EXCERPTED TEXT:
Pharaoh, driven by fear and anxiety, demanded more; what he had was never
enough; and the people were enslaved to meet Pharaoh’s insatiable demand for
growth and power.
Perhaps we
should feel sorry for Pharaoh. He was only doing his best to serve the gods he
knew; and the gods he knew – the gods of the Egyptians – were themselves
slavedrivers and workaholics. Jesus said “You cannot worship both God and
wealth.” Those really are two different gods, and you cannot worship both.
Because the
God we worship, as you know, is a God who rested on the seventh day. After six
days of work, our God took a break. Our God took a day to be still, to be
content.
And God
insists that God’s people do the same.
But in an
economy like Pharaoh’s, there isn’t time to stop and rest. A day without work
is a day without growth. The stockpiles of grain grow no bigger. The pyramids
grow no taller. Pharaoh’s power grows no greater.
This was not
acceptable to Pharoah.
Heavy,
burdensome taxes. Strict, oppressive regulations. The wealth of Rome grew and
grew, and yet it was impossible for the average person to improve his or her
lot in life.
As Marcus Borg
wrote: “The economic, political, and social structures were controlled and
shaped by elites of power and wealth to serve their own interests. So thorough
was the elites’ control that there was no way of countering their self-serving
manipulation of the system.”
Once again, we
have a situation where the people are serving the economy, but the economy is
not serving them.
Before, when
this happened, God sent Moses. Later, when it happened again, God sent
prophets. This time, God sent none other
than his own son, to save the world from this de-humanizing regime.

INFORMATION PROVIDED:

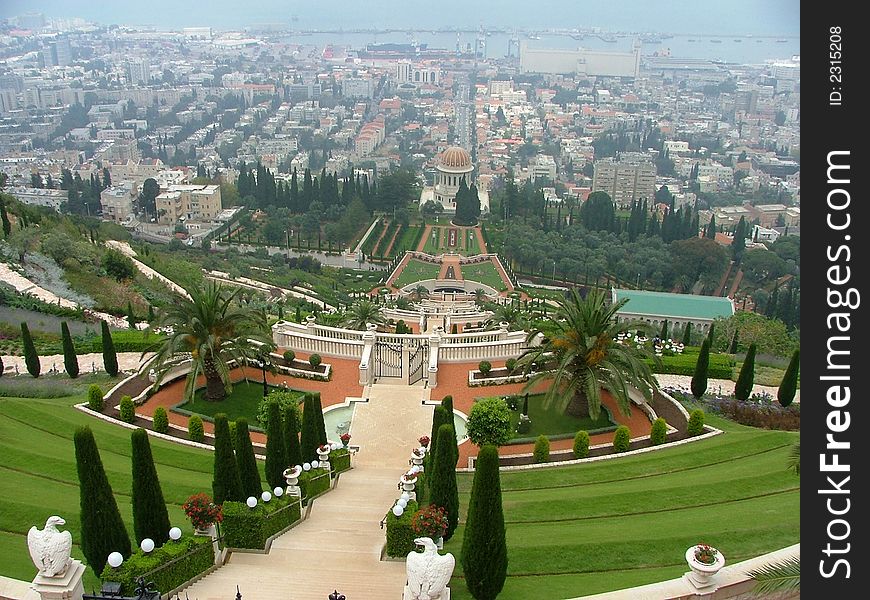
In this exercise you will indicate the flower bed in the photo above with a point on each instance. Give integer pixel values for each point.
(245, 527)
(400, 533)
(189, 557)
* * *
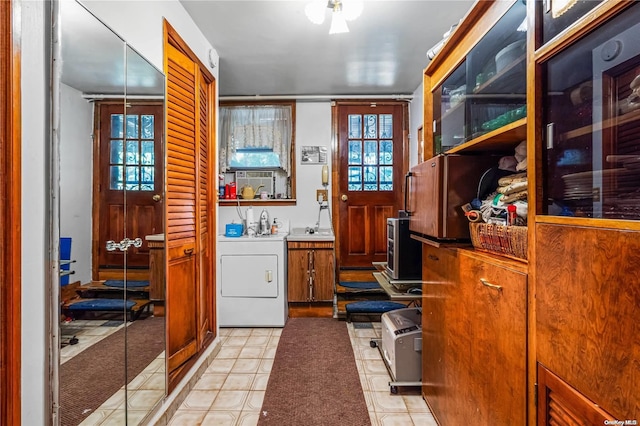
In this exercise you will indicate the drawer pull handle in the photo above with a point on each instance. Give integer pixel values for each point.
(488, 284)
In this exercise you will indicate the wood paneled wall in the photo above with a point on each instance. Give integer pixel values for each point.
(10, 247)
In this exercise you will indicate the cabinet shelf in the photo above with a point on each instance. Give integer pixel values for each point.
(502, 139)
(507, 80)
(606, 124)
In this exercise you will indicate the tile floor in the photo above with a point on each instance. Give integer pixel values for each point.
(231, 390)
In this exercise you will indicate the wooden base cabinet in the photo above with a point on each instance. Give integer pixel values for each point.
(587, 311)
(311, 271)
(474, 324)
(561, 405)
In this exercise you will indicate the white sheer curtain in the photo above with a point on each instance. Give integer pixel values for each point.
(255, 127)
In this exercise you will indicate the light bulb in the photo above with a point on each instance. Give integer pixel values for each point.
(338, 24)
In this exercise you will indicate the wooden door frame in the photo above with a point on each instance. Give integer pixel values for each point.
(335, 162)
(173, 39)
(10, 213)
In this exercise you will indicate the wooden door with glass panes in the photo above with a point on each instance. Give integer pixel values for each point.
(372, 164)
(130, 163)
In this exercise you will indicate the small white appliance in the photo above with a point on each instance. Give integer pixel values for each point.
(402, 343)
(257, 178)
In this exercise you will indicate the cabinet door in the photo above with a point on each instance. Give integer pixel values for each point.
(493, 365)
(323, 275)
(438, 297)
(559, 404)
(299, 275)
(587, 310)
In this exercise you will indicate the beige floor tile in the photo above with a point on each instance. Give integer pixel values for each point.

OBJECTIVE:
Answer these questions from the excerpt:
1. On which day did God rest?
2. Who is quoted describing elites who controlled economic, political, and social structures?
3. After Moses, whom did God send when the situation happened again?
Please rely on the excerpt alone and not on the items.

ANSWER TO THIS TASK:
1. The seventh day
2. Marcus Borg
3. Prophets